## Task directions
Reproduce the opening lines of the records exactly, up to and including the line in which "Task: point out the headrest" occurs.

## Data shown
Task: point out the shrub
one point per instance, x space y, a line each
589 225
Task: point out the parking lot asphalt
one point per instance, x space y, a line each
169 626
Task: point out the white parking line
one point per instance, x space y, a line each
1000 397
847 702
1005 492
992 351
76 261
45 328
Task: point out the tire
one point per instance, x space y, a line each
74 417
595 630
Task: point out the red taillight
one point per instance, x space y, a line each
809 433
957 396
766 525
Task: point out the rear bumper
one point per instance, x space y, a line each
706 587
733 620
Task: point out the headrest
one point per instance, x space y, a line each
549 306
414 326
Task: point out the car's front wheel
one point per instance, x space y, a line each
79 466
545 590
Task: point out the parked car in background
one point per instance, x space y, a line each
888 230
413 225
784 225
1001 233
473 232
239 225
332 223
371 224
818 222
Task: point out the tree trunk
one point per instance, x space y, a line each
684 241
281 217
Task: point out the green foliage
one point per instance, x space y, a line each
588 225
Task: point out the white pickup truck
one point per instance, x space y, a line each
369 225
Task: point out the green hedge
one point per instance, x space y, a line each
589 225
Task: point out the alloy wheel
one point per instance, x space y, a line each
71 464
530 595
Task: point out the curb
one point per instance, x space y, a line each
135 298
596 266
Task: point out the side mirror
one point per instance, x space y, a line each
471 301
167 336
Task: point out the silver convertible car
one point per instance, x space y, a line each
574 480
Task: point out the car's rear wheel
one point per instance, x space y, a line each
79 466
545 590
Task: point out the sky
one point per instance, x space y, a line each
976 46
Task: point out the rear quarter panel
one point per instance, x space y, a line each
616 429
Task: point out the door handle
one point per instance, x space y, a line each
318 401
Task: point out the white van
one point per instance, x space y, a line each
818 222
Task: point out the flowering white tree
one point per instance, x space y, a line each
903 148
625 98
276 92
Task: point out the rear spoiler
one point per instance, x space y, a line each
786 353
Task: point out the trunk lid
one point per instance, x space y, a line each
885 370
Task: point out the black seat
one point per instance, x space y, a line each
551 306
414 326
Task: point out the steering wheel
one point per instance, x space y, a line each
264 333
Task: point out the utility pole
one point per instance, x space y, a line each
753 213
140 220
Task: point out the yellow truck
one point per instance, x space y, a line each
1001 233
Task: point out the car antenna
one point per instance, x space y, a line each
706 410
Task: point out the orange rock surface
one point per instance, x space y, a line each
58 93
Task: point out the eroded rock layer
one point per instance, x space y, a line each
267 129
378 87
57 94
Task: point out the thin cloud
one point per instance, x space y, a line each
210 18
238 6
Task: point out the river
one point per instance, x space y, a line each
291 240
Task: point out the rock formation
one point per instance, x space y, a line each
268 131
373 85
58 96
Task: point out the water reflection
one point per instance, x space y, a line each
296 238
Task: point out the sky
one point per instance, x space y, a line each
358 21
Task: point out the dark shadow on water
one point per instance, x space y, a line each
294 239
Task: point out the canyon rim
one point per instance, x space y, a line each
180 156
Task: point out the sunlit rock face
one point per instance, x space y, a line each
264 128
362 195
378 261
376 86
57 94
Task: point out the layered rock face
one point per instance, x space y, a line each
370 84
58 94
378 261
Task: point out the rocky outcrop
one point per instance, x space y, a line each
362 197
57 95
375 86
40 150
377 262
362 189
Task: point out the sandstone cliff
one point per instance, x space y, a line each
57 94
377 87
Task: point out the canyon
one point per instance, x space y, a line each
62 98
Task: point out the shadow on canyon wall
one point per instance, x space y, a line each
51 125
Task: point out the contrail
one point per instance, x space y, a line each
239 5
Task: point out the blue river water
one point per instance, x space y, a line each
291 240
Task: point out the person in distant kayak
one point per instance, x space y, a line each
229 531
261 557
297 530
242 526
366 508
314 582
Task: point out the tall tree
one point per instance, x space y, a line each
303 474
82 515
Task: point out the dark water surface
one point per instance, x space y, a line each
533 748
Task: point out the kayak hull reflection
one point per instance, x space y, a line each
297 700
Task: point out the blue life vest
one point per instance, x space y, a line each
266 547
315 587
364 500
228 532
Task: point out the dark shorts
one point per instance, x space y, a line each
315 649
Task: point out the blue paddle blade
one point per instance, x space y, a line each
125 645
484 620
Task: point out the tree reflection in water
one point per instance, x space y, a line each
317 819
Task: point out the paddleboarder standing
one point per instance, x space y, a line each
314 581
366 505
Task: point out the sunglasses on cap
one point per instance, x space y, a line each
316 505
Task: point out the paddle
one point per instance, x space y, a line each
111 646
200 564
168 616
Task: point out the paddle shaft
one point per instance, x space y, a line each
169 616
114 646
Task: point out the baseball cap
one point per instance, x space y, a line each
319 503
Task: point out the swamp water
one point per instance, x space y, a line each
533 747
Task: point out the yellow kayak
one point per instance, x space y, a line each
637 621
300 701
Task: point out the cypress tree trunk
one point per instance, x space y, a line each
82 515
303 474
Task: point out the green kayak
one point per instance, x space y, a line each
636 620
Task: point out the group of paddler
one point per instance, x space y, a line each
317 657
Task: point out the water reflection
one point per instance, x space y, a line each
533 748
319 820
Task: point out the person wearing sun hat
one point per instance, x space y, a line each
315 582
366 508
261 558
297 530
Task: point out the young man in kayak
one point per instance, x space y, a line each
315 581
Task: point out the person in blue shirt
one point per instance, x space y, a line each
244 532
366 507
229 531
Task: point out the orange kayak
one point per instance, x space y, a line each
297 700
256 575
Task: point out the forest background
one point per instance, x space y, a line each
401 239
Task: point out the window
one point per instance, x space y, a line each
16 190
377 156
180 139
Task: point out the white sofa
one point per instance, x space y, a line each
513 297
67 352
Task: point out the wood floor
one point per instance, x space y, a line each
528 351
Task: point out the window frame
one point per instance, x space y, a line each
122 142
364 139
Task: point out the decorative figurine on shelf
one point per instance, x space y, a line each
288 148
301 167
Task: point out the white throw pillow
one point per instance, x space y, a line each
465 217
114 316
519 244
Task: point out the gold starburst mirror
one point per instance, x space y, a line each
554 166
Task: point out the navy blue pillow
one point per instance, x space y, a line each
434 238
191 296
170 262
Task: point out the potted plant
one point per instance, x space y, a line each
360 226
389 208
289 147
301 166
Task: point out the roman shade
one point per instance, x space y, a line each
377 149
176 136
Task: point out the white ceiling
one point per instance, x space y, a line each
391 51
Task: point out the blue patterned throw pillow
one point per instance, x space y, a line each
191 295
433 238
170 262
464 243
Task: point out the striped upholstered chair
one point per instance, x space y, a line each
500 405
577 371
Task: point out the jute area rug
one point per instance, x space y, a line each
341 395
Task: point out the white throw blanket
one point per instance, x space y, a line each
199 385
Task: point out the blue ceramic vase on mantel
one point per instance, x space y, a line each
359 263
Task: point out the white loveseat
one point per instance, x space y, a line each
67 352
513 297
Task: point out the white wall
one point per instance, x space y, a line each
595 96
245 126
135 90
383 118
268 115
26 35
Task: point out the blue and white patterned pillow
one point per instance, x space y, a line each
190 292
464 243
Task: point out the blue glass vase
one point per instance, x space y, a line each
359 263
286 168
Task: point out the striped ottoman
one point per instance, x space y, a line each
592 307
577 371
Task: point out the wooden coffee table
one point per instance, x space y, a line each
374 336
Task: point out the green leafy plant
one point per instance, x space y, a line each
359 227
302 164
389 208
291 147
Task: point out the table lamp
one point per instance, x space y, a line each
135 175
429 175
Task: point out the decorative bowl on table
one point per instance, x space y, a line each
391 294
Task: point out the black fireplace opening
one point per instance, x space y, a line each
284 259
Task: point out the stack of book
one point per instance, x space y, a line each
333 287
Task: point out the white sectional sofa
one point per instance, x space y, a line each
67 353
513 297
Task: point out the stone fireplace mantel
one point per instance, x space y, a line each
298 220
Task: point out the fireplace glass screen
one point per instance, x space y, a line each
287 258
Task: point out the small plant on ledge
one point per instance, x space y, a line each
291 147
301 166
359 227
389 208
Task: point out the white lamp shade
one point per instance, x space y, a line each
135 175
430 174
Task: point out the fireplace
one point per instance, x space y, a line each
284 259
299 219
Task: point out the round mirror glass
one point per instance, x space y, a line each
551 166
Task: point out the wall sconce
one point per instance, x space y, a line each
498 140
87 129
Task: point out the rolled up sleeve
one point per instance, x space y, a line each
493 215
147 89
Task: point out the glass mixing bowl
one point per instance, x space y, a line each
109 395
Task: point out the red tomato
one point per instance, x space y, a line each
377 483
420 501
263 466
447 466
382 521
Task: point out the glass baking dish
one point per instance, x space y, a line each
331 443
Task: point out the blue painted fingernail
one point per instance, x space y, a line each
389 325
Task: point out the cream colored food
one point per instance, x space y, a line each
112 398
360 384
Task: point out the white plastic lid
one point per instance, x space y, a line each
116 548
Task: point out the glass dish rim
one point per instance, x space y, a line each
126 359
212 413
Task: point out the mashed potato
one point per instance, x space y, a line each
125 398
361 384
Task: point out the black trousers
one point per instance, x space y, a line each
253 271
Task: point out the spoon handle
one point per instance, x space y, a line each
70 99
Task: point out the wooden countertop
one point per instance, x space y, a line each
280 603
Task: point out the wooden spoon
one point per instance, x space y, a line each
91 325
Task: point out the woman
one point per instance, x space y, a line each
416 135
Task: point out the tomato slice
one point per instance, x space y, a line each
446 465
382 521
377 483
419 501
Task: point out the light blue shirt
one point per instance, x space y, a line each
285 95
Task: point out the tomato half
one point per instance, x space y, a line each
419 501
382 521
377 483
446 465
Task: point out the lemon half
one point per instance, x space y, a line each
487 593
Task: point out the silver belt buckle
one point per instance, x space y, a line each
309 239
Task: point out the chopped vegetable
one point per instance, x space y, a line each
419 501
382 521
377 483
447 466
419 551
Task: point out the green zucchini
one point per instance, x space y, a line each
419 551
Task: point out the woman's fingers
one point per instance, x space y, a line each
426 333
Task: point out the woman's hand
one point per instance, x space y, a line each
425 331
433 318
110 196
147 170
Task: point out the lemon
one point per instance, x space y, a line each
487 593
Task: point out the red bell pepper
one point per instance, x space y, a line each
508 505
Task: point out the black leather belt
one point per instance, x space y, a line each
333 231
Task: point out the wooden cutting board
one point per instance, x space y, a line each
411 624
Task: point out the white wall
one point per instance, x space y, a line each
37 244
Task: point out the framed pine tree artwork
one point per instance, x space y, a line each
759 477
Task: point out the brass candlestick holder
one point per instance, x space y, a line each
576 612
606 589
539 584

## Written solution
Task: point out the shrub
one point per instance, x space y, a line each
589 225
Task: point out the parking lot asphalt
one point per instance, x space y, a line each
169 626
Task: point out the white parking line
one point per instance, x space y, a line each
1000 397
847 702
1005 492
992 351
76 261
45 328
Task: point out the tire
one point per instance, x space y, a line each
74 417
595 630
Task: point out the red taillight
one point per instance, x space y, a line each
809 433
957 396
766 525
Task: point out the rear bumper
one point per instance, x space y, a line each
706 587
733 620
Task: point out the headrest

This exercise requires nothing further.